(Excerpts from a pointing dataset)
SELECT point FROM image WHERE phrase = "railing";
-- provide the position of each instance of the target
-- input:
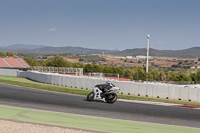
(63, 70)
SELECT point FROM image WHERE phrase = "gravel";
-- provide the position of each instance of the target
(7, 126)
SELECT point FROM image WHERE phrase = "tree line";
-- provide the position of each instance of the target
(134, 73)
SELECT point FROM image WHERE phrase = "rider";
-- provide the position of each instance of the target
(105, 87)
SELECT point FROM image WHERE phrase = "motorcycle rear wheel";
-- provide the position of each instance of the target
(90, 96)
(111, 98)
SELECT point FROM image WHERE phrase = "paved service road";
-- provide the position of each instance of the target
(53, 101)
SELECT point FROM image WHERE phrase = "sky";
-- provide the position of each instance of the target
(101, 24)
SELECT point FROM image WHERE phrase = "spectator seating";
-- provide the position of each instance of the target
(23, 62)
(3, 63)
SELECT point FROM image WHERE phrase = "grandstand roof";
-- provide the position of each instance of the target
(10, 62)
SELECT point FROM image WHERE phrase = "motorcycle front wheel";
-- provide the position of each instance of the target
(90, 97)
(111, 98)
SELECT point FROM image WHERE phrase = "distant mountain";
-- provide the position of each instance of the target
(72, 50)
(185, 53)
(24, 46)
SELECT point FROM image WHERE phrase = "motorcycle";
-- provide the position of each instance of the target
(110, 96)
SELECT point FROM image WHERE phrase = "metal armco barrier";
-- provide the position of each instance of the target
(157, 90)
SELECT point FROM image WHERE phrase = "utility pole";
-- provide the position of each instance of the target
(147, 66)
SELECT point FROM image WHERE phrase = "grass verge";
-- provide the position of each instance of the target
(28, 83)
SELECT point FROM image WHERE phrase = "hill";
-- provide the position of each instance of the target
(185, 53)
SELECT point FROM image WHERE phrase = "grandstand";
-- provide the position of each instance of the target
(9, 62)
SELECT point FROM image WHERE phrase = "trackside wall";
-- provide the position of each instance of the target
(9, 72)
(157, 90)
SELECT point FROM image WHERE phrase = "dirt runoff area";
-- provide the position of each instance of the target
(7, 126)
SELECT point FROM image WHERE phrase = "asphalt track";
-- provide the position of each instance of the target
(67, 103)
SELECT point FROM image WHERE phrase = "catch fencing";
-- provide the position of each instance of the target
(157, 90)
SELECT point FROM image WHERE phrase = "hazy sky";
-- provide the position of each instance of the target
(105, 24)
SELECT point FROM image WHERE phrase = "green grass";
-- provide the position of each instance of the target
(87, 122)
(28, 83)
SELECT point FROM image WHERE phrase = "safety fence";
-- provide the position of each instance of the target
(157, 90)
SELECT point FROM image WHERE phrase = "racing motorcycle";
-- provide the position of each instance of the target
(110, 95)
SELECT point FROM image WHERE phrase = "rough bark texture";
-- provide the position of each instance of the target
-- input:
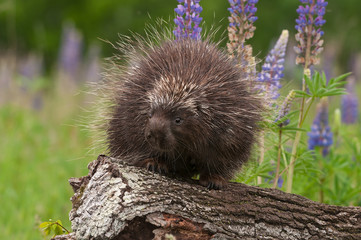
(117, 201)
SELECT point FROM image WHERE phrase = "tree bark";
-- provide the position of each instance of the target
(117, 201)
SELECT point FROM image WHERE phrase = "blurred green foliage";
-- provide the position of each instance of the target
(41, 150)
(36, 25)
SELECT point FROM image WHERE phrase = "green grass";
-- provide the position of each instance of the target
(40, 151)
(38, 154)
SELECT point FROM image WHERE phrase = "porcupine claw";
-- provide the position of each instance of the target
(212, 182)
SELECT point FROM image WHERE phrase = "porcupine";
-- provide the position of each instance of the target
(184, 107)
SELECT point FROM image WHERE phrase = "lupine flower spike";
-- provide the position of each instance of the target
(188, 20)
(309, 34)
(321, 135)
(239, 30)
(272, 69)
(349, 104)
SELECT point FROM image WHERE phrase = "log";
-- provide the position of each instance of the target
(118, 201)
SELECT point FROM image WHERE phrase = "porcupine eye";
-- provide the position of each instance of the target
(178, 121)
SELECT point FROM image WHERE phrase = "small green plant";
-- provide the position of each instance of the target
(53, 228)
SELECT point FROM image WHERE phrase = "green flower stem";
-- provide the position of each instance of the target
(275, 181)
(322, 178)
(261, 157)
(298, 136)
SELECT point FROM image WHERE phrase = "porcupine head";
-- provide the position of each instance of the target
(183, 107)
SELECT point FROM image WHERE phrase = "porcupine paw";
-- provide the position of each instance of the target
(212, 182)
(154, 166)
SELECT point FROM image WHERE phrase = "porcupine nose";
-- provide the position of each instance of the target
(156, 133)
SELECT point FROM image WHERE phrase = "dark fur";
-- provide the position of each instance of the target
(196, 83)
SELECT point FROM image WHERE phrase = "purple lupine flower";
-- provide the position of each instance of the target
(240, 24)
(309, 23)
(272, 69)
(349, 104)
(321, 135)
(188, 26)
(70, 51)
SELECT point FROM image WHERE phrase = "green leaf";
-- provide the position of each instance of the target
(300, 93)
(294, 129)
(341, 77)
(44, 224)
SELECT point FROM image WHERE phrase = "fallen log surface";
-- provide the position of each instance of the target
(117, 201)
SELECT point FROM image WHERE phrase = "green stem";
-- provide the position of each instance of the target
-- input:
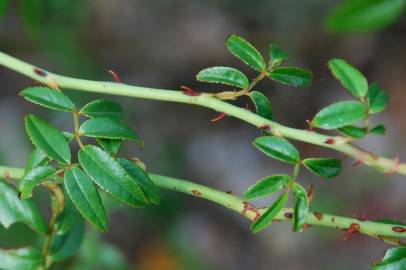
(371, 228)
(337, 143)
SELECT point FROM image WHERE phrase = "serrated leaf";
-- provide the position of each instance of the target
(340, 114)
(350, 77)
(377, 98)
(48, 138)
(103, 108)
(32, 178)
(292, 76)
(48, 98)
(13, 210)
(86, 198)
(107, 128)
(23, 258)
(223, 75)
(37, 158)
(277, 148)
(244, 51)
(266, 218)
(364, 15)
(111, 146)
(353, 131)
(110, 176)
(301, 207)
(277, 55)
(379, 129)
(267, 186)
(324, 167)
(66, 245)
(262, 104)
(141, 177)
(394, 259)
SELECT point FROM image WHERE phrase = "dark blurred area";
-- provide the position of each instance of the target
(163, 44)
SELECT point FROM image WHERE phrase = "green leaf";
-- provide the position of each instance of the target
(353, 131)
(262, 104)
(48, 98)
(48, 138)
(66, 245)
(350, 77)
(379, 129)
(37, 158)
(277, 148)
(110, 176)
(340, 114)
(224, 75)
(267, 186)
(141, 177)
(324, 167)
(86, 198)
(377, 98)
(23, 258)
(32, 178)
(301, 207)
(394, 259)
(277, 55)
(107, 128)
(13, 210)
(244, 51)
(364, 15)
(111, 146)
(292, 76)
(103, 108)
(266, 219)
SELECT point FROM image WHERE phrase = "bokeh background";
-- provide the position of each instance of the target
(164, 44)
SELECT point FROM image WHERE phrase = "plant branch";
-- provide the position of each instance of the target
(337, 143)
(371, 228)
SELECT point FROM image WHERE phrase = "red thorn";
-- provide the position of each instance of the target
(249, 207)
(39, 72)
(196, 192)
(189, 91)
(115, 76)
(354, 228)
(318, 215)
(363, 217)
(357, 162)
(399, 229)
(219, 117)
(310, 193)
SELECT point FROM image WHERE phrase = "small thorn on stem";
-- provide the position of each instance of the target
(354, 228)
(115, 76)
(219, 117)
(189, 91)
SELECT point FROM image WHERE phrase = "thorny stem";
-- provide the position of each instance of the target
(59, 204)
(372, 228)
(337, 143)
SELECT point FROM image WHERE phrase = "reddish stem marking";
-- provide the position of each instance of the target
(189, 91)
(39, 72)
(310, 193)
(249, 207)
(318, 215)
(354, 228)
(115, 76)
(196, 192)
(219, 117)
(399, 229)
(330, 141)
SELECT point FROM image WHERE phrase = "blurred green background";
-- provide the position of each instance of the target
(164, 44)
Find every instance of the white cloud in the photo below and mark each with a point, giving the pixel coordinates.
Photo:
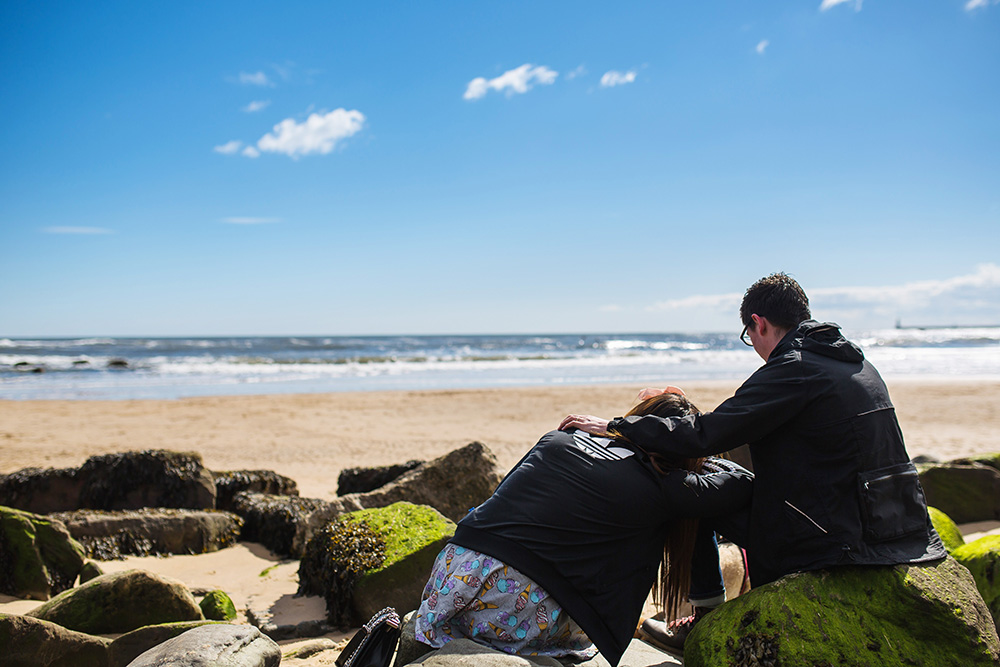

__Exercise requirements__:
Determine how many lines of the listing above contain the string "motorcycle", treating the match as case-sensitive. Reply with the number alone.

__Answer to the task__:
4